- [Available data]:
+++

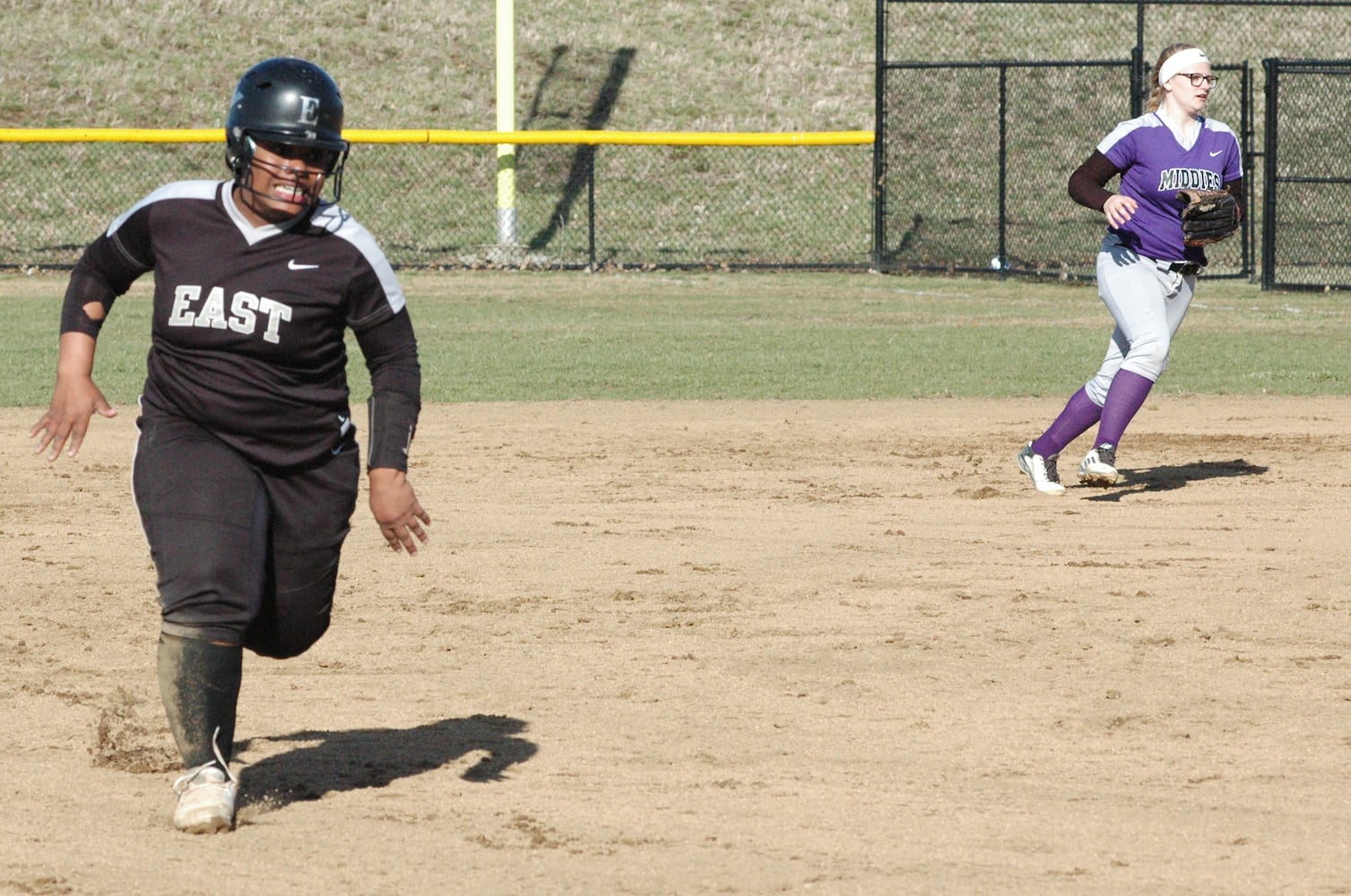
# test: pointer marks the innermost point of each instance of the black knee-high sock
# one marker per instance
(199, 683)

+++

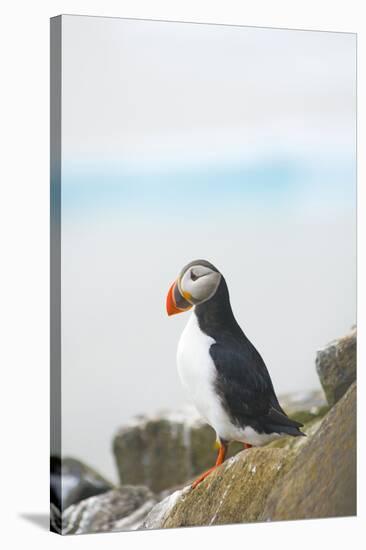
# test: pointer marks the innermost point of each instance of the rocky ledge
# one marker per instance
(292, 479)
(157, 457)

+++

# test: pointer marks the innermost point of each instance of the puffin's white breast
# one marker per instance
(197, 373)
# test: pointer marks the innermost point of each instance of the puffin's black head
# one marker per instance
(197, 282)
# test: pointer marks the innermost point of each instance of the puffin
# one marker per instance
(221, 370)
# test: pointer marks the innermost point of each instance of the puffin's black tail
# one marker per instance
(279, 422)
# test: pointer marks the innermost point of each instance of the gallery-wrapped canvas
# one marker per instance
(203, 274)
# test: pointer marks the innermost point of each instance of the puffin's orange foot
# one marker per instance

+++

- [Your instructions]:
Copy out precisely the lines from the line with "puffin's white breast" to the line with "the gallery-wrapped canvas" in the material above, including those two lines and omitting all the rest.

- [Result of this task]:
# test: pointer marks the innermost point of each instance of the puffin's white breast
# one marker per instance
(197, 373)
# test: pointer marks the innermost point of each instance of the puffin's black head
# one marker per instance
(197, 282)
# test: pointer marks the innermost point of each instance of the puffin
# one marker per instance
(221, 370)
# test: pointer marks the innermost point of each instance of the puffin's black tail
# one marker per instance
(279, 422)
# test: pointer marks the innermost point of each instance of the gallery-wrapped canvas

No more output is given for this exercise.